**Gegeven opgave a:** Vat in het onderstaande documentfragment de alinea die begint met "In de Veiligheidsregio Limburg-Noord" korter samen als opsomming, met behoud van de belangrijkste feiten.

**Documentfragment:**

⟨

Rampbestrijdingsplan Inrichtingen Gevaarlijke Stoffen

RBP IGS

Generiek Deel

 

Versie / Status: 2.2 / Definitief

Datum: juni 2019

 

 

 

2. Hoofdstuk Algemeen

In de Veiligheidsregio Limburg-Noord is voorliggend Rampbestrijdingsplan opgesteld voor Inrichtingen met Gevaarlijke Stoffen (RBP IGS). Het plan bevat een generiek deel met een beschrijving van de randvoorwaardelijke processen en generieke maatgevende rampscenario’s, en een multidisciplinaire bedrijfsspecifieke inzetkaart per risico-object met een beschrijving van de maatgevende rampscenario’s en overige specifieke informatie die van belang is voor een adequate inzet van de hulpdiensten bij de betreffende inrichting.

 

 

 

Artikel 2.1 Wettelijke basis en afbakening

 

De wettelijke basis voor dit RBP is verankerd in artikel 17 van de Wet veiligheidsregio’s (Wvr), welke stelt dat voor bepaalde categorieën hoog-risico objecten door veiligheidsregio’s een Rampbestrijdingsplan dient te worden opgesteld. In hoofdstuk 6 van het Besluit veiligheidsregio’s (Rampbestrijdingsplannen voor inrichtingen en luchthavens) is vervolgens nader uiteengezet voor welke categorie objecten deze verplichting geldt:

 

- Voor rampen welke plaats kunnen vinden in een hogedrempelinrichting als bedoeld in artikel 1, eerste lid, van het Besluit risico’s zware ongevallen 2015 (artikel 6.1.1 lid 1 Besluit Vr’s);

- Voor calamiteiten in een inrichting buiten Nederland/ in een andere staat, welke tot een ramp in Nederland kan leiden (artikel 6.1.1 lid 2 Besluit Vr’s);

- Voor luchthavens en vliegtuigongevallen op deze luchthavens, welke gevestigd zijn binnen een veiligheidsregio, en vallen onder het brandrisicoklasse 3 of hoger vanuit het Verdrag inzake de internationale burgerluchtvaart (Trb. 1973, 109) óf wanneer er sprake is van een militaire luchthaven binnen de veiligheidsregio welke is aangewezen door de Minister van Defensie (artikel 6.2.1 lid 1 Besluit Vr’s);

- Voor rampen welke plaats kunnen vinden in een categorie A afvalvoorziening (artikel 6.3.1 lid 1 Besluit Vr’s).

⟩

**Voorbeelden van puntlabeling:**
⟨

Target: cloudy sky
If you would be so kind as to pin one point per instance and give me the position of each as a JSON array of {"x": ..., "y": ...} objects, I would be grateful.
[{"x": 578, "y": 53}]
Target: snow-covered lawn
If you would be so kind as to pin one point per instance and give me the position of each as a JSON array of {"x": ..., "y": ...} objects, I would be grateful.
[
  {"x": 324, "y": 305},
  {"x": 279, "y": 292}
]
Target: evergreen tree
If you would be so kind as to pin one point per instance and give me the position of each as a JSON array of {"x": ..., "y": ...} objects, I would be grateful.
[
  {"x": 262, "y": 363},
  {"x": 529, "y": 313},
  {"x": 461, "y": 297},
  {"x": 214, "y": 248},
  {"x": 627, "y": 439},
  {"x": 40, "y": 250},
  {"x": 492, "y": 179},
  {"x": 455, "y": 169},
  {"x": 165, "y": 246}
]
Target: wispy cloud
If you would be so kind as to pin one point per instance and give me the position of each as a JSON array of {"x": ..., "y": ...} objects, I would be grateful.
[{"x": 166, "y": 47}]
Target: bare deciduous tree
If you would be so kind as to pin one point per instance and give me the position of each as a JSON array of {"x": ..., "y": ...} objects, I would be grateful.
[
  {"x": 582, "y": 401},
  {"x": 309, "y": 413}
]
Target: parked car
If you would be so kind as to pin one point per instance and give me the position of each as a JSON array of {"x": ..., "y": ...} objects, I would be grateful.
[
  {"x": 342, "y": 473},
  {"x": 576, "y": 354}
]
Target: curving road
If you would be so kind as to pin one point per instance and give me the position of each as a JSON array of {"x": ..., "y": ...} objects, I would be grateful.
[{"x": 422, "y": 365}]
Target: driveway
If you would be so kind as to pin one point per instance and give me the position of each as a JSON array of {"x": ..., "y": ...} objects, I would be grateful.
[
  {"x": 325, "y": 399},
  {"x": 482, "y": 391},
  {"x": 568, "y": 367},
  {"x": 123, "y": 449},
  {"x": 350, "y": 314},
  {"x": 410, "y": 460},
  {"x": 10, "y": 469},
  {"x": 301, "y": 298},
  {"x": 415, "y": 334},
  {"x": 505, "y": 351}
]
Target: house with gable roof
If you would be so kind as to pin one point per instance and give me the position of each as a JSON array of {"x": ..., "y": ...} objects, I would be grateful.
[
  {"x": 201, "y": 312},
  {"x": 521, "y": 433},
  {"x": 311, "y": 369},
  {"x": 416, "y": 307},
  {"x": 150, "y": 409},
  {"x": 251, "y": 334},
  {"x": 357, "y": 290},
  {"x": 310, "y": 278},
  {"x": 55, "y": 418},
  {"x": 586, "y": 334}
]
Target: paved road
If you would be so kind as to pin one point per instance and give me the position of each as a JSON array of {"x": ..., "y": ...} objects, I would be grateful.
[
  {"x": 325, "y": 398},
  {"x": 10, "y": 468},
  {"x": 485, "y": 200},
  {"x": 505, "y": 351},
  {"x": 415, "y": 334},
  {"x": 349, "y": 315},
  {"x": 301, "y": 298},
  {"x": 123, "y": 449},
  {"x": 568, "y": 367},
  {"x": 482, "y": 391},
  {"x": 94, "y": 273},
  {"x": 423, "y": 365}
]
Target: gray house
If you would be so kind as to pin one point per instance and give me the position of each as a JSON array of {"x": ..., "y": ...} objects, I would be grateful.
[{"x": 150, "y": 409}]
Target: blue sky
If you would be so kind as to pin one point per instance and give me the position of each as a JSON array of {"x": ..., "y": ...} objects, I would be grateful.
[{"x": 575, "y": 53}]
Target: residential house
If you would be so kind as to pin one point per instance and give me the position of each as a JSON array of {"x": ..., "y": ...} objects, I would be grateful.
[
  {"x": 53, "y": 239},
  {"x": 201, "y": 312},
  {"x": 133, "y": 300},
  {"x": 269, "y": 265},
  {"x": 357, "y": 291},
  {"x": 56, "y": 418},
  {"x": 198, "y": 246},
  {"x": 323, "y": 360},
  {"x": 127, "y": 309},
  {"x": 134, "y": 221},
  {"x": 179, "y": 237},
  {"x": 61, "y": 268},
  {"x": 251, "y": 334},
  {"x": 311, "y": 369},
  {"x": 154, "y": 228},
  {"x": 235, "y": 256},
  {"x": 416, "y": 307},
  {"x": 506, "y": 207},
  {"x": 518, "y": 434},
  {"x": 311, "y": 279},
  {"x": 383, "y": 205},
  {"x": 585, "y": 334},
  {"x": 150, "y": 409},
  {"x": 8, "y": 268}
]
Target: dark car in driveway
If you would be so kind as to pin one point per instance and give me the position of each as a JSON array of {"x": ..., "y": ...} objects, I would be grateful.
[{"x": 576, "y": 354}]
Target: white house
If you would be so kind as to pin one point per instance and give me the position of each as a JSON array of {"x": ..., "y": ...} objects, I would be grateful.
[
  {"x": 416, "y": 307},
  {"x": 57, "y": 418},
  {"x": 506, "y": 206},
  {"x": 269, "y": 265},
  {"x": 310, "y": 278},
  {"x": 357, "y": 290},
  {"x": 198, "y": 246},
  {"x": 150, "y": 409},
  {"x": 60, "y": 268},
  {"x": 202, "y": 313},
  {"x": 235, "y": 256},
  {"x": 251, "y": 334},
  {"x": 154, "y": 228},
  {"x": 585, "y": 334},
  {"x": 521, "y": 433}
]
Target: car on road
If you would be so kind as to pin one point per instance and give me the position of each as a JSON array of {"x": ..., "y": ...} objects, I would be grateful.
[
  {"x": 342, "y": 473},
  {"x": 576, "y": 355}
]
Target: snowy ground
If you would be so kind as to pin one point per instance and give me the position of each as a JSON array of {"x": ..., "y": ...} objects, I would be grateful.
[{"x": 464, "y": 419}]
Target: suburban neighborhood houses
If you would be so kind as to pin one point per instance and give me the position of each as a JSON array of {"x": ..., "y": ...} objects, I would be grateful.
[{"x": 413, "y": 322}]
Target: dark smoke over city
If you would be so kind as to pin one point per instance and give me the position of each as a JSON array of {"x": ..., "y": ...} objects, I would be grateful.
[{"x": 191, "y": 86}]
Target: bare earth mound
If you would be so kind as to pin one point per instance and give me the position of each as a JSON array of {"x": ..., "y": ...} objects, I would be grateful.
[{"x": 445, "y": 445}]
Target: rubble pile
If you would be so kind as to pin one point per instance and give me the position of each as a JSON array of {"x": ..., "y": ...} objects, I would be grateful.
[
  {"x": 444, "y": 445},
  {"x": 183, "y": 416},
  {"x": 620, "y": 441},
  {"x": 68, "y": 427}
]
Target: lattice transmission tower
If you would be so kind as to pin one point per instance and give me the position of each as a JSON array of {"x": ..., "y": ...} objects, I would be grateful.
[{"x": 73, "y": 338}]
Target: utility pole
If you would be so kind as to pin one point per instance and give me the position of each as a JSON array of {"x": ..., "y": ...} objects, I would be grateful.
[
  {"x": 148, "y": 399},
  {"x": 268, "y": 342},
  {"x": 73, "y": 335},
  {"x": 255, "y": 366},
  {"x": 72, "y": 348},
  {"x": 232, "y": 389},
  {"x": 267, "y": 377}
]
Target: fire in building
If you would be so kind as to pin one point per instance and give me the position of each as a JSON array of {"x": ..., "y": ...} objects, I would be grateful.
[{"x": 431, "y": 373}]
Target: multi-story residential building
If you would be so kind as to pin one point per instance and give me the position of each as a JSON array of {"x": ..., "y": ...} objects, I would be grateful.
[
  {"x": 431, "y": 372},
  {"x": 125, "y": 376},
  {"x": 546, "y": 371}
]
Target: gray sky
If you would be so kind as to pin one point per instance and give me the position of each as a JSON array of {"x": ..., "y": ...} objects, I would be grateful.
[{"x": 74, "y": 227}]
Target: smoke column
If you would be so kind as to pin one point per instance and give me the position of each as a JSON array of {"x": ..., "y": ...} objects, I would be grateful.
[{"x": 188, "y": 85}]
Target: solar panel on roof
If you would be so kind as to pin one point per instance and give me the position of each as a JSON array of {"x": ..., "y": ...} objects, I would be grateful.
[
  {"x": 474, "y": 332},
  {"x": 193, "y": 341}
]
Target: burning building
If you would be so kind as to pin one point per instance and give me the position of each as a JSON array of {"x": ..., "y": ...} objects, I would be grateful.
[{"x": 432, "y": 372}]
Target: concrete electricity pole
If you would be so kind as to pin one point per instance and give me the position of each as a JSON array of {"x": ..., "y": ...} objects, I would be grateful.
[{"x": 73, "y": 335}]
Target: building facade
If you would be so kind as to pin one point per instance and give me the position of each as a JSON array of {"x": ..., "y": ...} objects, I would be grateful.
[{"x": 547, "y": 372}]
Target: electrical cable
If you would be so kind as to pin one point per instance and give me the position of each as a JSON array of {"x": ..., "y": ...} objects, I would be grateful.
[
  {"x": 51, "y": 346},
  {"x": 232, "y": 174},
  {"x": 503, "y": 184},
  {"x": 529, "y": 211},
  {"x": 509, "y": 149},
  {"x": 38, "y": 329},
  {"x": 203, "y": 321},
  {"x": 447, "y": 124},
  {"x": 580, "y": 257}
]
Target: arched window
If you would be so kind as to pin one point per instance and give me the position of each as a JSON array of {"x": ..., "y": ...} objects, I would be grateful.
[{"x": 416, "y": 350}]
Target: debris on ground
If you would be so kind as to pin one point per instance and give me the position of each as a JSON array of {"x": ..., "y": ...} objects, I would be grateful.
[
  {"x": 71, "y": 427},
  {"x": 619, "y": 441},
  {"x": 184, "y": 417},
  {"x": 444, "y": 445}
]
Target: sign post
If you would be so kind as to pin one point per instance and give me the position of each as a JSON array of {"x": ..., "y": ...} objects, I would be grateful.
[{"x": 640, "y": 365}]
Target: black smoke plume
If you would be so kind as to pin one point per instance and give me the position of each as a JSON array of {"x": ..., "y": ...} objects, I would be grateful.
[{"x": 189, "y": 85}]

⟩

**Gegeven opgave b:** Zoek in de lijst hierboven elke regel waarin het woord "pole" staat en schrijf die regels over.

**Eindantwoord a:**
- De Veiligheidsregio Limburg-Noord heeft dit Rampbestrijdingsplan voor Inrichtingen met Gevaarlijke Stoffen (RBP IGS) opgesteld.
- Het plan heeft een generiek deel. Dat beschrijft de randvoorwaardelijke processen en de generieke maatgevende rampscenario's.
- Per risico-object is er een multidisciplinaire bedrijfsspecifieke inzetkaart. Die beschrijft de maatgevende rampscenario's en geeft overige specifieke informatie voor een adequate inzet van de hulpdiensten bij die inrichting.

**Eindantwoord b:**
Target: utility pole
Target: concrete electricity pole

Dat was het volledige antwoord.